**Referring expression data**:
- Opening Delimiter -

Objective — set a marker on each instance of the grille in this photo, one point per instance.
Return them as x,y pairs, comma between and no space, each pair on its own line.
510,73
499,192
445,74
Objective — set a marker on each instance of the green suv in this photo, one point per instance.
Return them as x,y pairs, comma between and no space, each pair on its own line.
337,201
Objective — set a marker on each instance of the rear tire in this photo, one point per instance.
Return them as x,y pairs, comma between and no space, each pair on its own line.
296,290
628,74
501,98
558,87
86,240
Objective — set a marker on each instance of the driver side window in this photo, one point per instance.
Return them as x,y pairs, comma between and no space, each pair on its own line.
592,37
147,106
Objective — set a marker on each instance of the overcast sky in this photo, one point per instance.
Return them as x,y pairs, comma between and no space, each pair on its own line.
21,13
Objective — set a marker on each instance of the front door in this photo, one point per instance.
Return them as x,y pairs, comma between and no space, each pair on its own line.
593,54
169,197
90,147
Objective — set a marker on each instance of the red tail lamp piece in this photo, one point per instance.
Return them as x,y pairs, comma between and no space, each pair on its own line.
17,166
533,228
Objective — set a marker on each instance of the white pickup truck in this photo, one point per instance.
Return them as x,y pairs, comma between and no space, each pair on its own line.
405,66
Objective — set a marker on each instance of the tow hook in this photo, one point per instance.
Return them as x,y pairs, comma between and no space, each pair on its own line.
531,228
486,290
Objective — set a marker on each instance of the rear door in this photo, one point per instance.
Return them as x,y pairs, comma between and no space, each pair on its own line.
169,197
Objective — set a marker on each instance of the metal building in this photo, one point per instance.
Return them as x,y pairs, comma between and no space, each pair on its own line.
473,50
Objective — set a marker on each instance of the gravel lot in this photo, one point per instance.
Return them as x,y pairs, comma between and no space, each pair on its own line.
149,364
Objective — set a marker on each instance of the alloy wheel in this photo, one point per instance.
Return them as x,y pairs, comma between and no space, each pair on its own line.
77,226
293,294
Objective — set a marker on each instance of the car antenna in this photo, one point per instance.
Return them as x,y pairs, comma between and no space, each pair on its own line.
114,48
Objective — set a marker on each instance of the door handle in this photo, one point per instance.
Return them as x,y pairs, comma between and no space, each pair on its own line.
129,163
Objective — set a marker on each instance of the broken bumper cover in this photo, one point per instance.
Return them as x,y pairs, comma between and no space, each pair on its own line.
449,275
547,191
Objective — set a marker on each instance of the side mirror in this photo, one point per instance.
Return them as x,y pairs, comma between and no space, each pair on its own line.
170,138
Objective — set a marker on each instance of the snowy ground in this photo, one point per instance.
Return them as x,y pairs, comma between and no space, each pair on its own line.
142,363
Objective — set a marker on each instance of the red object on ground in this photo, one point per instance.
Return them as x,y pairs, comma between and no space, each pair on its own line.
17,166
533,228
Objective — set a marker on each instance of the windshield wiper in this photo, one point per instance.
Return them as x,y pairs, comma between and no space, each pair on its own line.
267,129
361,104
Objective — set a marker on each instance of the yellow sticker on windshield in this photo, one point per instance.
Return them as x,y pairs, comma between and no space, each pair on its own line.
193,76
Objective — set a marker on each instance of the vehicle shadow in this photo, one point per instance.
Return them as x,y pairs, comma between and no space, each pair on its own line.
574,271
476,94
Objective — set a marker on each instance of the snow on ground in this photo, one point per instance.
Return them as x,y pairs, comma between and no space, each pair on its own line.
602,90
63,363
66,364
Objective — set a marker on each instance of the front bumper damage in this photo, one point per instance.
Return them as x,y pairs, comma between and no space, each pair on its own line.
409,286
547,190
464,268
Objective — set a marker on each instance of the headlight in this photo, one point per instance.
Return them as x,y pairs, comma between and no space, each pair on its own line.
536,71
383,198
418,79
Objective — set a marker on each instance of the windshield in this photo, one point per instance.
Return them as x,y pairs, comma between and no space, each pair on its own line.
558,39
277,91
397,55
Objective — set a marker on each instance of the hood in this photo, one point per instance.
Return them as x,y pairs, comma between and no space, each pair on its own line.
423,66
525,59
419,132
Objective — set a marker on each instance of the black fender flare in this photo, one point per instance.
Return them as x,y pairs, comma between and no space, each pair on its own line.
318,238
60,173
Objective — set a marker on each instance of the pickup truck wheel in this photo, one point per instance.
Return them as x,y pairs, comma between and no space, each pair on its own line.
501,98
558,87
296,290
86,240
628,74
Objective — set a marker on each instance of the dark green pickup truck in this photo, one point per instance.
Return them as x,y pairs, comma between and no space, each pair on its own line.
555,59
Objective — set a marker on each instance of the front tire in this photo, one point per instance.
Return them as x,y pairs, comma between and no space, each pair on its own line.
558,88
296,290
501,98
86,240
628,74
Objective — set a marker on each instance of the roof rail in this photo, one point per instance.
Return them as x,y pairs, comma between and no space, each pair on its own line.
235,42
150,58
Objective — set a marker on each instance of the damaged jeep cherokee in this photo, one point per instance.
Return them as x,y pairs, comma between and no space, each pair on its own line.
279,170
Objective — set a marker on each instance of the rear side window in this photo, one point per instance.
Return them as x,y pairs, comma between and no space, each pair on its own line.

- Closing Delimiter -

**Assignment**: Copy every entry above word for word.

**Finished exercise**:
Objective — set a marker on each instance of the grille in this photo, one point per instance.
Return them as x,y pairs, comma between and no space, each pair on its own line.
510,73
499,192
445,74
Objective — set a marker on each instance of the green suv in this photo, one point per instance.
Return them as x,y pairs, comma between and no space, each pair on its own line.
337,201
Objective — set a marker on each instance of the rear tire in this photo, one point per instance.
Return them as x,y pairs, comma between and no space, each pair on its own line.
296,290
628,74
501,98
558,87
86,240
Objective — set a marker on each instance of the driver side window in this photo, one point per instance.
Return them as x,y pairs, comma between and no space, each pair on its own line.
592,37
147,106
Objective — set a marker on each instance of the overcast sky in this photo, one point per instance.
Return them as x,y pairs, comma between and no space, each pair on its own line.
21,13
Objective — set a marker on each instance of the front door in this photo, one point per instance.
Return them as x,y pairs, comma between and no space, each pair on its own line.
593,54
169,197
90,147
Objective — set a marker on each instance of the red tail lamp piece in this photo, one point per instance.
Return them as x,y pairs, comma between and no space, each pair on its own line.
17,166
533,228
Objective — set a marker on each instance of the white pickup truck in this photo, one point per instance.
Return them as x,y pairs, comma between and no space, each pair on its own line.
405,66
Objective — set a marker on each instance of the tow hook in this photo, one point per instance.
Return them as x,y pairs, comma between and no space, each pair on its own line.
531,228
486,290
Objective — set a marker on each instance of the rear door in this photo, one point per instance.
Return them as x,y pairs, comma between and no space, each pair on its own line.
169,197
Objective — set a marker on each instance of the metal building in this photo, one point per instance.
Return them as x,y pairs, comma between and no space, each pair on its own line.
473,50
Objective — set a marker on each instance of the gravel lot in this photo, one point per instance.
Return them as x,y pairs, comma between and no space, each pair on its own line.
149,364
Objective — set a marker on each instance of the alloy wheel in this photo, one point per instance.
Return them as x,y pairs, comma between and no space, each pair on its own line.
77,226
293,294
Objective — set a marker on each instance of the car antenna in this photo, one point per instance.
Return them as x,y pairs, comma between and no space, each pair on its own line.
114,48
Objective — set a marker on each instance of the door handle in this photo, one point per instance.
Return them as x,y pairs, comma between and no space, each pair on its own line.
129,163
Objective — set a marker on each instance of the broken bumper cover in this photo, one point per instance.
Return them as x,y pairs, comma between and no space, each pair on its own line.
449,275
547,191
Objective — set a marker on each instance of the side mirror in this photo, one point per instance.
Return them as x,y pairs, comma between and no space, each pair on its own line.
170,138
Objective — set a marker on each instance of the snowy ground in this photo, one point per instance.
Return them as x,y pairs, comma between and no space, each pair on its own line.
142,363
Objective — set a marker on each instance of the red object on ground in this photo, one point per instance.
Return them as x,y pairs, comma between and no space, each pair on its own line.
17,166
533,228
Objective — set a marker on each instance of the windshield wiper in this photo, one point per instance.
Return them as x,y pairs, comma between and no space, each pair on its own line.
267,129
361,104
Objective — set a marker on each instance of the yellow sticker on windshield in this photo, one point per instance.
Return them as x,y pairs, comma between and no space, each pair on its own line.
193,76
Objective — set a marker on each instance of the vehicle shadow in this photo, one point per instance.
Return them as x,y pairs, comma between and no space, each pair on its own line.
574,271
476,94
Objective — set a marker on each instance of the snow on ground in this photo, one point per instance.
Return them as x,y pairs, comma between and no space, each pair on its own line.
602,90
63,363
66,364
Objective — set a marker on each instance of the front bumper damage in this photo, one point per instance.
Return them as x,y pairs, comma between and no space, each pair on its own line.
409,286
547,190
464,268
Objective — set a marker on each instance of the headlight in this photo, one point per instance.
Return them as x,y pairs, comma between and no space, each pair on its own line.
536,71
383,198
418,79
Objective — set a marker on each instance of the windshield in this photo, one point per instance.
Return them as x,y pairs, comma between and no space, each pair on its own line.
558,39
277,91
397,55
Objective — set a marker on each instance of the hood in this photo, one point per instance.
Return them as x,y pairs, comma between and no space, each pair on its own line.
423,66
525,59
419,132
Objective — set a marker on each instance of the black fender flare in this photo, one point per instance.
Return them as x,y pairs, comma between and no space, each pair on its own line.
318,238
60,173
Objective — set a marker on each instance of the pickup truck wheel in this photo, one point per instance.
Return them as x,y pairs, comma between and no space, each pair on its own line.
501,98
558,87
296,290
86,240
628,74
Objective — set a marker on each instance of the dark green pickup truck in this photo, one point per instance.
Return them as x,y pairs, comma between and no space, each pair on its own line.
555,59
Objective — set a marker on each instance of the front tire in this photo, one point per instance.
Return them as x,y pairs, comma between and no space, each pair on its own line.
558,88
296,290
501,98
86,240
628,74
Objective — set a marker on each instance of the roof rail in this photo, one point per instance.
Return them as x,y pairs, comma between and no space, each pair on its own line.
235,42
150,58
Objective — set a marker on each instance of the damaged jeep cherokee in this photo, one point per instance.
Return them as x,y pairs, comma between and no space, each pair on its own line.
279,170
Objective — set a marker on each instance of the rear side window in this photo, one point per instance.
Return them as x,y pairs, comma between and no space, each pair on its own line.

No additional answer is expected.